··· Entries

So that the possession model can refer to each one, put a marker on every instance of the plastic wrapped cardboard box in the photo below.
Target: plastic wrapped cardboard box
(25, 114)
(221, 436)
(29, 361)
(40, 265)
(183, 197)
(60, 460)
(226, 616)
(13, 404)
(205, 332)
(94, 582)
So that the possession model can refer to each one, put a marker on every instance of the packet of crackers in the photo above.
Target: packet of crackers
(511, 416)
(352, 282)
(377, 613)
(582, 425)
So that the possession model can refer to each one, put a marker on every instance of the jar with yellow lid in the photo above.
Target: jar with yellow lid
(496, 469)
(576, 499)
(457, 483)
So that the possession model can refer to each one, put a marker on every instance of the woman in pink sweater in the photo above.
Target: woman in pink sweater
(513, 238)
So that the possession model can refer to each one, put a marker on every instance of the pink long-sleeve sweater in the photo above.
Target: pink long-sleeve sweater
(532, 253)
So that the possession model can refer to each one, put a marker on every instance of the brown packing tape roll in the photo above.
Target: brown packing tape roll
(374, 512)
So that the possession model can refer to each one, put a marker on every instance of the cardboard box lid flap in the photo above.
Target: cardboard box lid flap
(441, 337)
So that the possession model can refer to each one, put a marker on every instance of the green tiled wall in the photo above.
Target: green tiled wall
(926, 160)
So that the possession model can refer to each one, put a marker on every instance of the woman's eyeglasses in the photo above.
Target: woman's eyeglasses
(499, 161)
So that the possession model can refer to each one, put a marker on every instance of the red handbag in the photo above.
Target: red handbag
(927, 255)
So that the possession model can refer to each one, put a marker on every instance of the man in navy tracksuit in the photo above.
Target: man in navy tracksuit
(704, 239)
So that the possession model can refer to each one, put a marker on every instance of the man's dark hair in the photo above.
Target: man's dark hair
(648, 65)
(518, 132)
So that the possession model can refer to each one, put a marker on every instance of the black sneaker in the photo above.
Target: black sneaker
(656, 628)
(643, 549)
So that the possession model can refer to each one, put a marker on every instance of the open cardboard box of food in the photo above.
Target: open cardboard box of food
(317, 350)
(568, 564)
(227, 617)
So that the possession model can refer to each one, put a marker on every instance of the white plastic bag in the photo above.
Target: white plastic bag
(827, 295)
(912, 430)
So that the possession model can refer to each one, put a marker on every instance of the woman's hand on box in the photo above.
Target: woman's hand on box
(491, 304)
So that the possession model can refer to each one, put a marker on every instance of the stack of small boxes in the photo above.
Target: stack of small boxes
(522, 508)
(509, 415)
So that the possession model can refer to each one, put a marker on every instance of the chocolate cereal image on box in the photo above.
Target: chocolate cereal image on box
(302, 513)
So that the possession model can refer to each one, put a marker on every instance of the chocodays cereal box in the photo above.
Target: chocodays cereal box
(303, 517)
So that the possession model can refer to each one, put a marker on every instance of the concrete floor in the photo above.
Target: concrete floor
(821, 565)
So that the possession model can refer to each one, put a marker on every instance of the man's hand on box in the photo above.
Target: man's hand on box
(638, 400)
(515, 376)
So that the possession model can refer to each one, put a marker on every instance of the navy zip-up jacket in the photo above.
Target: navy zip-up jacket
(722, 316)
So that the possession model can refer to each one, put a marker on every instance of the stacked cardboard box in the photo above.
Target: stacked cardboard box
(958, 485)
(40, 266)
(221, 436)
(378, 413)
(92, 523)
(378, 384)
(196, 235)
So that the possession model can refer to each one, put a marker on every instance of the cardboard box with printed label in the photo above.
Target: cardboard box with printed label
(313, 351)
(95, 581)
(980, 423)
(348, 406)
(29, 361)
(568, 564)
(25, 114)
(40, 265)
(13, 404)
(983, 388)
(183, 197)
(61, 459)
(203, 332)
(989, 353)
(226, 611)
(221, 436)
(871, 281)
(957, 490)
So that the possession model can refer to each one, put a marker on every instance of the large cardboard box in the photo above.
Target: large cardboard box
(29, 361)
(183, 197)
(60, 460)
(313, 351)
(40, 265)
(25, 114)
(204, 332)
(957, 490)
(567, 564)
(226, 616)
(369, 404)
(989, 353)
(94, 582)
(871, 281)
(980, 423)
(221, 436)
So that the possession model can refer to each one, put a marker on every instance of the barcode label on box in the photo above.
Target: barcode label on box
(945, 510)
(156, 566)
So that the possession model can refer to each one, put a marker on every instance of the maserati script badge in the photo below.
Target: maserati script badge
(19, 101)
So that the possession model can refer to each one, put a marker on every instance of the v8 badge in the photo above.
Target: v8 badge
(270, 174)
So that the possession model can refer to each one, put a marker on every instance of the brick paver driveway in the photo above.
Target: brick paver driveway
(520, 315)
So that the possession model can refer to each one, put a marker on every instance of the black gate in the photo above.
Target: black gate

······

▸ **To do**: Reproduce the stretch from the line containing "badge in the photo above." through the end of the items, requests included, offsetting every coordinate in the answers by +66.

▸ **Correct answer**:
So that the possession model can refer to each one, put a marker on every instance of the v8 badge in the photo above.
Target: v8 badge
(336, 240)
So that the possession model can refer to each one, put a marker on every instance of the brick paver driveway in the photo above.
Target: brick paver driveway
(586, 381)
So that the possession model can refer to each one, put a marker on every instance of the black gate in the photo above.
Target: black gate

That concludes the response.